**WRITTEN EXERCISE**
Format each line of the data below as a JSON list of strings, with one string per line and no entries for blank lines.

======

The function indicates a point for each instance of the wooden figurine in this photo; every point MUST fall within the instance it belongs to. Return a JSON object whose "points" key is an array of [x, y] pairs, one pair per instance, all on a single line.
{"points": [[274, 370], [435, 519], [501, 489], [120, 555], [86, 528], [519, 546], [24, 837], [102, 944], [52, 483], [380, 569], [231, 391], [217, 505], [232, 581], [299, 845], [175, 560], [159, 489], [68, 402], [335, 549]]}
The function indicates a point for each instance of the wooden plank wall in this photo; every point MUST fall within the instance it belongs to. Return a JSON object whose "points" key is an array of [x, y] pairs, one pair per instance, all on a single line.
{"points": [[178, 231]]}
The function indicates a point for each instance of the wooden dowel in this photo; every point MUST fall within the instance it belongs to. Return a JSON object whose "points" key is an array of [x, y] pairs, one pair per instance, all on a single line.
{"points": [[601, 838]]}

======

**TASK RESPONSE**
[
  "The function indicates a point for each instance of the wooden figurine in this photo; every point MUST fall within the instance it belongs to. Return a JSON object whose \"points\" key is an array of [x, y] pairs, one pair per instance, all on a single line.",
  "{\"points\": [[274, 370], [435, 519], [501, 489], [120, 555], [86, 528], [519, 546], [24, 837], [102, 944], [52, 483], [380, 569], [231, 391], [217, 505], [232, 581], [299, 845], [175, 560], [159, 489], [68, 402], [335, 549]]}",
  "The function indicates a point for each instance of the wooden plank wall in this photo; every point MUST fall within the instance it belongs to. Return a JSON object whose \"points\" key is an array of [x, y] pairs, one pair per instance, all on a single line.",
  "{\"points\": [[178, 231]]}",
  "The function indicates a point for each instance of the wooden dowel in this photo; every point MUST fall within the instance it belongs to. Return a JSON object whose \"points\" key is an array of [x, y] pairs, one pair per instance, all on a single line.",
  "{\"points\": [[601, 838]]}"
]